*TAREFA 1*
Transcreva sem alterações o trecho do relato sobre as viagens com o pai que começa pelas palavras que contêm "Momentos com meu" e termina em "a canoa sair.".

*TEXTO FORNECIDO*
────

Momentos com meu pai

Mês de junho, férias, época de muitos fogos. Ficava contando os dias para ir com meu pai para a roça por medo dos fogos que soltavam nessa época.
Viajávamos o dia inteiro numa canoa. Era uma aventura. Na hora do almoço ele parava, amarrava a canoa num pau, almoçávamos, ele dormia um pouco, depois seguíamos viagem. Enquanto ele descansava eu ficava ali observando algum pássaro que aparecia e ouvindo o barulhinho que a água fazia roçando na canoa, também de olho na laçada da corda com medo dela soltar e a canoa sair.
Era uma canoa enorme, com um toldo grande onde eu dormia e brincava. Quando chegávamos ao sítio lá na beira do mar era uma festa. Me lembro que todas as vezes que ele chegava, tocava um instrumento onde saia um som parecido com um berrante anunciando a sua chegada. Meu irmão com meus sobrinhos que moravam lá, ouviam o som e vinham para a beira do porto nos receber. Durante o dia era bom demais, ía para a praia, pescava na beira do porto, corria entre os coqueiros. Quando começava a escurecer ia batendo uma tristeza e eu começava a chorar querendo voltar para a cidade. Me lembro que na sala tinha um banco grande de madeira e eu sentava ali, segurava o enfeite do vestido, ficava dobrando nos dedos e desatava no choro. Ele falava que eu tinha de esperar o dia dele voltar, pois tinha dia certo para voltar com os cocos que ele tinha ido buscar. Eu me acalmava e ia dormir. Mas logo que amanhecia a tristeza passava e tudo voltava ao normal. O problema era só a noite. Acho que era a falta de energia elétrica. Eu olhava pela janela via aquela escuridão e ai me batia um desespero.

────

*MATERIAL*
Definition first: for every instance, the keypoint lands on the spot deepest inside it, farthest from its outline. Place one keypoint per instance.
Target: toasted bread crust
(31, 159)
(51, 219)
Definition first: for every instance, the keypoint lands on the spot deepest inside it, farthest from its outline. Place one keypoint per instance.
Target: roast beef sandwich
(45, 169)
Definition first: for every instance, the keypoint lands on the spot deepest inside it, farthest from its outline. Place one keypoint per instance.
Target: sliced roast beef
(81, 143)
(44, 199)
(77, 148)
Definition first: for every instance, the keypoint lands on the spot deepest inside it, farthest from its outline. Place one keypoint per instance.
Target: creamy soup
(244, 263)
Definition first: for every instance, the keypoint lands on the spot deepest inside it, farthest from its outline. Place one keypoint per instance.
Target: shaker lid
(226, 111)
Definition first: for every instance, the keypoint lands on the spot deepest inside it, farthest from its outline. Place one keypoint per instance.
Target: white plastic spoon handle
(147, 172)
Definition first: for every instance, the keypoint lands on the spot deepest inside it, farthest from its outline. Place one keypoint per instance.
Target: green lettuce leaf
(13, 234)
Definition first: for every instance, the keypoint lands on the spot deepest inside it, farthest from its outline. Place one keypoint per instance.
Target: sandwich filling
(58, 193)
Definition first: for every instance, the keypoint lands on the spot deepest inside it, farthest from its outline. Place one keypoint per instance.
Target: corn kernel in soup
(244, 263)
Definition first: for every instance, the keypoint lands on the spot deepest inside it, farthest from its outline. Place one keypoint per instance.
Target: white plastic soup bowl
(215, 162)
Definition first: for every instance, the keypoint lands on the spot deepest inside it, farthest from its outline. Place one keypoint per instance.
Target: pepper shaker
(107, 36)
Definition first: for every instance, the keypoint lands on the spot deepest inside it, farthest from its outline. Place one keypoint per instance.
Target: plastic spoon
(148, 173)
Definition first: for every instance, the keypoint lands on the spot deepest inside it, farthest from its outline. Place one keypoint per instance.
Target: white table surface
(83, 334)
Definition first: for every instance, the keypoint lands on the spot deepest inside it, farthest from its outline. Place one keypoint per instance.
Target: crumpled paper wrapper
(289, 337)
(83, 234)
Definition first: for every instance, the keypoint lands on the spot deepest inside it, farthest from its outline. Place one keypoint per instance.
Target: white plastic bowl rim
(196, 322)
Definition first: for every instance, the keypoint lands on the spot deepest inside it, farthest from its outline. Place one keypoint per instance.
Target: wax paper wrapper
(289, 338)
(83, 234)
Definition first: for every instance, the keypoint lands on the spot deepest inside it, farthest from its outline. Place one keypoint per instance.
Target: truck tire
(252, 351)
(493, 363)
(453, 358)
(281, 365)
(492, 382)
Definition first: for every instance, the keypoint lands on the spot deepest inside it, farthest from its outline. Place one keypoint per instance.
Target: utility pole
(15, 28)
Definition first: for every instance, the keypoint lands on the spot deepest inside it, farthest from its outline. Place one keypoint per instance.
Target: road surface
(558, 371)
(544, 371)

────

*TAREFA 2*
Conte quantas linhas das entradas contêm a palavra "wrapper", diferenciando maiúsculas de minúsculas. Responda apenas com o número.

*RESPOSTA ESPERADA 1*
Momentos com meu pai

Mês de junho, férias, época de muitos fogos. Ficava contando os dias para ir com meu pai para a roça por medo dos fogos que soltavam nessa época.
Viajávamos o dia inteiro numa canoa. Era uma aventura. Na hora do almoço ele parava, amarrava a canoa num pau, almoçávamos, ele dormia um pouco, depois seguíamos viagem. Enquanto ele descansava eu ficava ali observando algum pássaro que aparecia e ouvindo o barulhinho que a água fazia roçando na canoa, também de olho na laçada da corda com medo dela soltar e a canoa sair.

*RESPOSTA ESPERADA 2*
2